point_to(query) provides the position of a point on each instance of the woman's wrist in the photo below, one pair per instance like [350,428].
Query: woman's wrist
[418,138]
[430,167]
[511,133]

Do this
Copy out all of the lines above, requests included, and scale every point coordinate in the answers by 0.95, rounding each to a whole number with halves going up.

Complete answer
point_to(query) provides the position of a point on each instance of the woman's wrist in the photo below, one pair per instance like [350,428].
Query: woman's wrist
[397,131]
[409,159]
[485,126]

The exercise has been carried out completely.